• _Text extract_:

Arranging words in the right order
If you think you know everything there is to know about the English language – think again! This article will introduce a binding rule of English syntax (i.e. the arrangement of words and phrases in a sentence) that many native English speakers often use correctly but have absolutely no idea why. As a non-native speaker, you can master this magical rule and get one step closer to speaking like a true native speaker.
What’s an adjective?
An adjective, as defined in the Oxford Dictionary, is a word naming an attribute of a noun (a word used to identify any of a class of people, place or things), such as sweet, red or technical. In short, we use adjectives to describe nouns. For example, we could say a ‘beautiful day’, a ‘red chair’ or a ‘technical problem’.
However, once we begin to add multiple adjectives to describe a specific noun, we might wonder what sounds best: ‘a large red chair’ or ‘a red large chair’? A native speaker would tell you that ‘a large red chair’ is absolutely correct, but might not have the corresponding theory to provide you with an explanation off-the-cuff.
What’s the secret?

• _To do_:
Rewrite the part of the article on word order that opens with the words containing "Arranging words in" and closes with "a ‘technical problem’.", swapping "technical" for "practical" each time it appears.

• _Dataset excerpt_:
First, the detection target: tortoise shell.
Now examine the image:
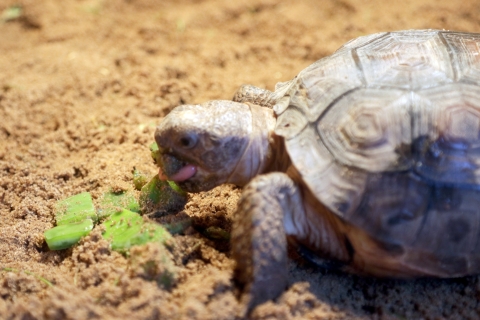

• _Answer in full_:
Arranging words in the right order
If you think you know everything there is to know about the English language – think again! This article will introduce a binding rule of English syntax (i.e. the arrangement of words and phrases in a sentence) that many native English speakers often use correctly but have absolutely no idea why. As a non-native speaker, you can master this magical rule and get one step closer to speaking like a true native speaker.
What’s an adjective?
An adjective, as defined in the Oxford Dictionary, is a word naming an attribute of a noun (a word used to identify any of a class of people, place or things), such as sweet, red or practical. In short, we use adjectives to describe nouns. For example, we could say a ‘beautiful day’, a ‘red chair’ or a ‘practical problem’.